(Text under study)
□ □ □ □

While many Paris neighborhoods trade on their clichés — the bourgeois elegance of Saint-Germain, the hipper-than-hip culture of the Canal Saint-Martin — Batignolles remains harder to pin down. Located on the northern side of the 17th Arrondissement, the area was slated to be the Olympic Village for the 2012 bid that Paris failed to win. Since then, it has done some soul-searching. Devoid of major monuments, Batignolles is largely tourist-free, and though it has its share of new boutiques and hip eateries, it’s not yet a destination for the city’s scenesters. As such, it feels like the “real” Paris, although that’s likely to change: 3,400 new residences are slated to be built in 2015. But for now, Batignolles is coming up at its own relaxed pace.
Anna Brones, founder of Foodie Underground, describes a quintessential crawl through her neighborhood.
Head to Acide Salon de Thé (24 rue des Moines) for the amazing almond croissants, or walk ten minutes to Le Bal Café (6 Impasse de la Défense), which has some of the best coffee in Paris. It’s close to Place de Clichy and located in a cool cultural center that has regular photo exhibits.
You won’t see a lot of big chains in Batignolles; it’s mostly independently owned clothing and design boutiques. Superflu (77 rue Legendre) calls itself a concept-store familial (a family concept store) and sells men’s, women’s, and children’s clothing and accessories, including shoes, jewelry, and scarves. The store carries Veja, the sustainable shoe brand, and in the back, there are cool things for kids, such as notebooks and wall-poster maps of Paris that you can draw on.
Right next door to Superflu is Blou (77 rue Legendre), a design boutique that carries modern furniture and homewares from brands like Marimekko. They’ve also got a selection of men’s clothing in the back.

□ □ □ □

(Source material)
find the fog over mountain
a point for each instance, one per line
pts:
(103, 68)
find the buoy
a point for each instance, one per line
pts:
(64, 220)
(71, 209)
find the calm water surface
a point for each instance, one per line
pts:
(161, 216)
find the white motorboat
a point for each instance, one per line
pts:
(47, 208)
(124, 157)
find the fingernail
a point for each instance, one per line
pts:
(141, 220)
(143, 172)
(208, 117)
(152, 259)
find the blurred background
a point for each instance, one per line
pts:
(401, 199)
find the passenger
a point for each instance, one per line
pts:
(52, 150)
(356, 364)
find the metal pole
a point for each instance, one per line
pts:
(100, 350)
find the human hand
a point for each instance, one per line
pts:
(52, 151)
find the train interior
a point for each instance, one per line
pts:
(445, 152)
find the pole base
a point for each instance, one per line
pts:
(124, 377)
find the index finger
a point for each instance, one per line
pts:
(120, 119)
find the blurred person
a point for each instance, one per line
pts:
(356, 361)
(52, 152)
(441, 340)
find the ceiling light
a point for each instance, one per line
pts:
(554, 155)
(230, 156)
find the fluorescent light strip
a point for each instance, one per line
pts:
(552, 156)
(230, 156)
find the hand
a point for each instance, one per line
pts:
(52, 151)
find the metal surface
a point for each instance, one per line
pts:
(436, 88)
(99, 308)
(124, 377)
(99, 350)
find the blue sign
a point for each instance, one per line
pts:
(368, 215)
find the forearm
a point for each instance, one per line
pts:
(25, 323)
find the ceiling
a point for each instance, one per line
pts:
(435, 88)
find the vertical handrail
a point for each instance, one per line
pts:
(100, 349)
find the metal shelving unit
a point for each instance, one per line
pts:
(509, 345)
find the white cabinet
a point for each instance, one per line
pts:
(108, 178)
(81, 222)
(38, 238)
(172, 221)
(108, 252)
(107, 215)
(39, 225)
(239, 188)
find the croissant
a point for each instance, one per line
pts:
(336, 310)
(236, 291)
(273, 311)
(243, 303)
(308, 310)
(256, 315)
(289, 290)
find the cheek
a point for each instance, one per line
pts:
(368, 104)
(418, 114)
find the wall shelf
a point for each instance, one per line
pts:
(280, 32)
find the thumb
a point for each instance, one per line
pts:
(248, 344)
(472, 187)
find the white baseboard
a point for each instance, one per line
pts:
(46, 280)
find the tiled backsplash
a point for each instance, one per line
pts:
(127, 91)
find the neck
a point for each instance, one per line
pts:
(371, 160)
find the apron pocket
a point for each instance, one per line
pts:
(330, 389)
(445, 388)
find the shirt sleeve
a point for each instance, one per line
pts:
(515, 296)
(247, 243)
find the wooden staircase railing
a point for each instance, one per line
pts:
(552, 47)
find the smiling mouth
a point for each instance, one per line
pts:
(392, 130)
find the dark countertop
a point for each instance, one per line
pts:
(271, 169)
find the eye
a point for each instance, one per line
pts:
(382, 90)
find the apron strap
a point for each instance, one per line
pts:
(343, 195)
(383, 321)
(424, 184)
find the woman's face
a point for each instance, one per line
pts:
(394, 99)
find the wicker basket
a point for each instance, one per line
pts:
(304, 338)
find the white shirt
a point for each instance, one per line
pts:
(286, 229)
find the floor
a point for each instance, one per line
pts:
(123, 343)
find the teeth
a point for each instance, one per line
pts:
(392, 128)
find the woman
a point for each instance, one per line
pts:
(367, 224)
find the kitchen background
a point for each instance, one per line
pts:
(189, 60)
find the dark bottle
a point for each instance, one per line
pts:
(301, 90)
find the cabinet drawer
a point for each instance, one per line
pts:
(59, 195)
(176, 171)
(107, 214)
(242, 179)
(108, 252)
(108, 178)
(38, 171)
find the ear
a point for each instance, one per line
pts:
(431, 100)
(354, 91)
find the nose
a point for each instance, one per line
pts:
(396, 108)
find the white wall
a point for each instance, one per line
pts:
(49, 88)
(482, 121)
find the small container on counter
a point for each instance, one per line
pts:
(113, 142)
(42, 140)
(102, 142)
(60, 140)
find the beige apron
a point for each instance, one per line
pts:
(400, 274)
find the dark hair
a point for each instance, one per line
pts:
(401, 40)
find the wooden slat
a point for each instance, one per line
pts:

□ □ □ □

(What is needed)
According to the text about the Batignolles neighborhood, which sustainable shoe brand does Superflu carry? The records can be set aside here.

(Exercise answer)
Veja